Required work: Output, unchanged, everything from the line containing "to the white" down to the end of the lines below.

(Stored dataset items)
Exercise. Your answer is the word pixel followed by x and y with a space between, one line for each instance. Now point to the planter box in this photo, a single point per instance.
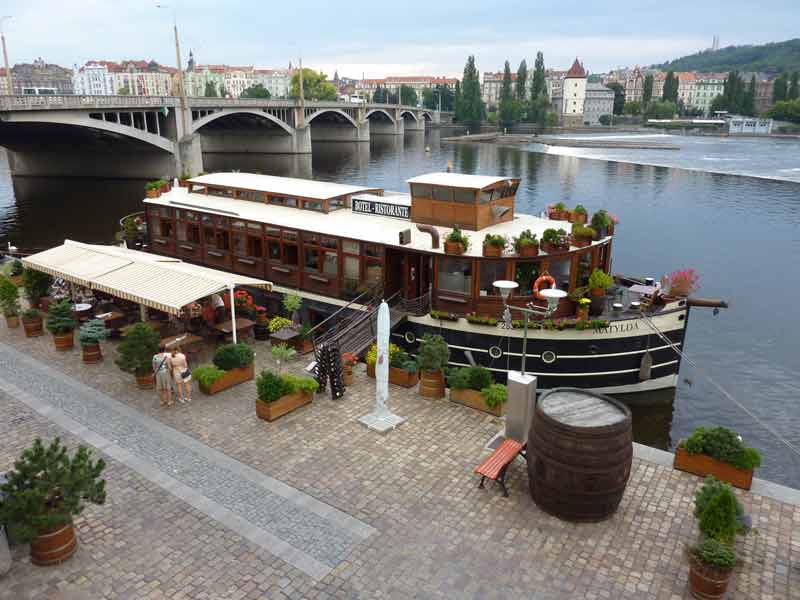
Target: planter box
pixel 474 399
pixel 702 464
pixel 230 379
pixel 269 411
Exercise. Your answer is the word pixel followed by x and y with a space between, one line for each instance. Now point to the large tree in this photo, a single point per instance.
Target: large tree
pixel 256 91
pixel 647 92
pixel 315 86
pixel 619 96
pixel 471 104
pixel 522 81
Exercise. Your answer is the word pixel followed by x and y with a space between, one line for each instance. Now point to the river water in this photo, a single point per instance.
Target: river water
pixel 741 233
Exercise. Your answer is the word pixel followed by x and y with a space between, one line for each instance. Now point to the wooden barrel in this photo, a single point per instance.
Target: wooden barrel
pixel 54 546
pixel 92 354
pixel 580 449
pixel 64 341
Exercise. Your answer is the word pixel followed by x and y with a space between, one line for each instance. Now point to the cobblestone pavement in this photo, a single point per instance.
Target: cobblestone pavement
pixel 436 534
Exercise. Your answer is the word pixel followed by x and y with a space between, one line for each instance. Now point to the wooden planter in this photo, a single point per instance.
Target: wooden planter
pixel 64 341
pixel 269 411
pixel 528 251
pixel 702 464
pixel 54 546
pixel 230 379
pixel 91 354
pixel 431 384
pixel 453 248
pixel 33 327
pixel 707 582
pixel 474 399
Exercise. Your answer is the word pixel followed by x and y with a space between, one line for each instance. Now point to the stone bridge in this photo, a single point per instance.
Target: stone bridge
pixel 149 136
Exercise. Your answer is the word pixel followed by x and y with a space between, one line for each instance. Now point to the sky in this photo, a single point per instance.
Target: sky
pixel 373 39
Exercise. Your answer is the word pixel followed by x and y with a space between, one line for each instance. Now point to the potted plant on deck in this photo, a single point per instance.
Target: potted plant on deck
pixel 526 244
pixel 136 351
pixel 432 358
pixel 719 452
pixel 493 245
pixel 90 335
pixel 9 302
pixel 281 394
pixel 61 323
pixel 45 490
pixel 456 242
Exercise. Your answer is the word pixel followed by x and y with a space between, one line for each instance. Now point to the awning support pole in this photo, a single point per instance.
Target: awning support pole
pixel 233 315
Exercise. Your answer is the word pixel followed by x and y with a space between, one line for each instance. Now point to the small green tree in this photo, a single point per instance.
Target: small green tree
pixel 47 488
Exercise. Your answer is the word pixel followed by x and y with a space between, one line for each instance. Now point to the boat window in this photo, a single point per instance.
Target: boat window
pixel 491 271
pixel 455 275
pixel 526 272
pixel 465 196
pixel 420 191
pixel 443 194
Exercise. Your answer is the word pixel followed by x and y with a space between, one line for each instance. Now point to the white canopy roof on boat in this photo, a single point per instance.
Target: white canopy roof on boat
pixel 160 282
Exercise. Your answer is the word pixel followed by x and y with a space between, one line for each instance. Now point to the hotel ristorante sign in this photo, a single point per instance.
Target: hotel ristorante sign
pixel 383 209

Output below:
Exercise. Your answer is the word pixel followed by x and y with a space between, one line for each instance. Now point to the white canopy roof on boat in this photo, a single point per instance.
Target: white canopy roof on boat
pixel 160 282
Exercise. Your answer is the word pixel followed by x and y with a space between, one line for each instance. Now point to the hotel ristorante sign in this photo, a single point per instance.
Target: hotel ristorante sign
pixel 383 209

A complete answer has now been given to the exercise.